Task description:
Format the lines below as a JSON list of strings, one string per line, leaving out blank lines. Omit the pictures from the answer.

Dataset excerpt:
########
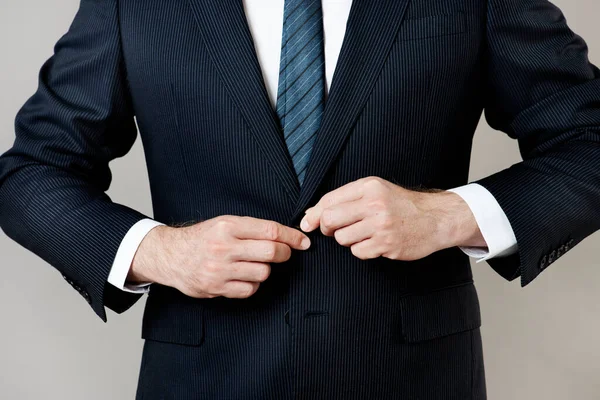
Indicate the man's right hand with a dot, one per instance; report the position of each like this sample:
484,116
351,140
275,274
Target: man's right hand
225,256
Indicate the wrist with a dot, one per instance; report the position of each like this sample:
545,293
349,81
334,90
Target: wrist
148,260
455,223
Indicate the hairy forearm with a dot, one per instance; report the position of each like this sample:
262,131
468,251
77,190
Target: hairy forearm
456,223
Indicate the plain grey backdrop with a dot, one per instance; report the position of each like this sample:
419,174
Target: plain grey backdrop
540,342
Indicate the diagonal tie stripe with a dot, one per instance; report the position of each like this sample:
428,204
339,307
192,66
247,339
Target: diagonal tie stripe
301,91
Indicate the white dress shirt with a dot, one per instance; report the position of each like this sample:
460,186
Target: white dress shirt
265,19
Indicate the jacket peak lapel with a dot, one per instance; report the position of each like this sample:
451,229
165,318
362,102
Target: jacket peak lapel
371,30
225,31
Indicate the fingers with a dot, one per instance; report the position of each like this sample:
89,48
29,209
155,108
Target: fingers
239,289
348,193
261,251
338,216
355,233
260,229
249,271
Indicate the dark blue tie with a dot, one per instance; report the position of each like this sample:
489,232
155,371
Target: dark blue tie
301,91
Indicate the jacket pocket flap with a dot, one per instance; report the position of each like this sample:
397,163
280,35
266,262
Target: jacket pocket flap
436,25
440,313
172,317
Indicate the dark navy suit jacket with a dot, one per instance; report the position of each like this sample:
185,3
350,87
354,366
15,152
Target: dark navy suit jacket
412,81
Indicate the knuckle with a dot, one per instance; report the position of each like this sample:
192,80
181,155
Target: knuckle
358,253
327,217
272,230
340,237
223,224
264,272
270,251
218,248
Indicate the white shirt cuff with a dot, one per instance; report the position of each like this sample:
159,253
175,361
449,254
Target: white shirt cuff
492,221
126,253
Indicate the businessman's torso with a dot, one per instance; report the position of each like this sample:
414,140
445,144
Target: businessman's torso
405,99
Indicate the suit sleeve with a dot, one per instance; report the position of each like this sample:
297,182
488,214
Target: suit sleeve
543,91
54,178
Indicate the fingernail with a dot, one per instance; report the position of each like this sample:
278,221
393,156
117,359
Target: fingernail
305,243
304,224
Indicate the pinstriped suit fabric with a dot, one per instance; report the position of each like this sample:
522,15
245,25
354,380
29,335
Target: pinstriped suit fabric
412,81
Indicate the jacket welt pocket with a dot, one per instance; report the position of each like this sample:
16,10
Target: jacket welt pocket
435,25
440,313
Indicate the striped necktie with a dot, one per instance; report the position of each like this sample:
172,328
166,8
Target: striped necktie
301,91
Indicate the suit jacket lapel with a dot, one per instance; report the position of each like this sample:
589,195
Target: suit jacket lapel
371,30
229,41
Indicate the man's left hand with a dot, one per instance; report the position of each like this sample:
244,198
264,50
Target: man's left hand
375,217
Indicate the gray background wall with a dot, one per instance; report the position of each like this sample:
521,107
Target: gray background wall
540,342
########
Task response:
[
  "Indicate the man's right hand with a dot, one per instance; report the position of each like this sample:",
  "484,116",
  "351,140",
  "275,274",
  "Target: man's right hand",
  "225,256",
  "Indicate the wrist with a dot, one per instance; report the position of each like this sample:",
  "545,293",
  "349,81",
  "334,90",
  "Target: wrist",
  "148,260",
  "455,223",
  "Indicate the hairy forearm with a dot, one per instance; report the position of each like this sample:",
  "262,131",
  "468,251",
  "77,190",
  "Target: hairy forearm",
  "456,223",
  "Indicate the plain grey backdrop with a dot, one per instance; report the position of each like this sample:",
  "419,174",
  "Target: plain grey backdrop",
  "540,342",
  "Indicate the diagonal tie stripe with a dot, one per instance; report the position of each like this sample:",
  "428,204",
  "339,307",
  "192,66",
  "247,339",
  "Target: diagonal tie stripe",
  "301,91",
  "Indicate the white dress shirt with a dot, one per instance; report the position of each like this sample:",
  "460,186",
  "Target: white dress shirt",
  "265,19",
  "Indicate the jacket peak lapel with a dot, one per instance; report the position of each like this sample:",
  "451,229",
  "165,318",
  "362,102",
  "Target: jacket peak lapel",
  "371,30",
  "225,31",
  "Indicate the fingers with a dot, one per instance; report the position of each like this sample:",
  "89,48",
  "29,209",
  "155,108",
  "Target: fingers",
  "239,289",
  "348,193",
  "261,251",
  "338,216",
  "355,233",
  "260,229",
  "249,271",
  "Indicate the dark blue tie with a dot, one per instance; report the position of each like this sample:",
  "489,232",
  "155,371",
  "Target: dark blue tie",
  "301,91",
  "Indicate the jacket pocket flap with a dot, one per instance; report the position of each like this sample:",
  "397,163",
  "280,35",
  "266,262",
  "Target: jacket pocket flap",
  "436,25",
  "440,313",
  "172,317",
  "Indicate the dark navy suit jacket with a dot, one per instance; report the position of each like this sample:",
  "185,3",
  "350,87",
  "354,366",
  "15,152",
  "Target: dark navy suit jacket",
  "412,81",
  "Indicate the knuckle with a dot, one per instance; report the position of each like this sample:",
  "192,80",
  "181,155",
  "Target: knuckle",
  "358,253",
  "327,217",
  "272,230",
  "340,237",
  "223,224",
  "264,272",
  "270,251",
  "218,248",
  "Indicate the white shirt cuff with a dot, one per instance; report the position of each like this sample:",
  "159,253",
  "175,361",
  "449,254",
  "Target: white shirt cuff",
  "492,221",
  "126,253",
  "Indicate the businessman's torso with a dot, one per instance; report the position of each like this sample:",
  "414,140",
  "445,144",
  "Target: businessman's torso",
  "405,99",
  "Indicate the suit sleeve with a dot, one per instance; report the position of each like this sample:",
  "297,182",
  "488,214",
  "Target: suit sleeve",
  "543,91",
  "54,178",
  "Indicate the fingernail with a dot, one per instance; report the position of each like this sample:",
  "278,221",
  "393,156",
  "117,359",
  "Target: fingernail",
  "305,243",
  "304,224",
  "Indicate the pinstriped suit fabric with a dot, one per instance; report the position of each like this sample:",
  "522,15",
  "245,25",
  "354,380",
  "29,335",
  "Target: pinstriped suit fabric",
  "412,81",
  "Indicate the jacket welt pocket with a dot, one per instance; report the position of each like this sample:",
  "16,10",
  "Target: jacket welt pocket",
  "435,25",
  "440,313",
  "Indicate the striped necktie with a dot, one per instance; report the position of each like this sample:",
  "172,328",
  "166,8",
  "Target: striped necktie",
  "301,91",
  "Indicate the suit jacket lapel with a dot, one per instance; report the position of each like this sample:",
  "589,195",
  "Target: suit jacket lapel",
  "371,30",
  "229,41",
  "Indicate the man's left hand with a dot, one per instance; report the position of each like this sample:",
  "244,198",
  "264,50",
  "Target: man's left hand",
  "375,217",
  "Indicate the gray background wall with a dot, one per instance; report the position of each like this sample:",
  "521,107",
  "Target: gray background wall",
  "540,342"
]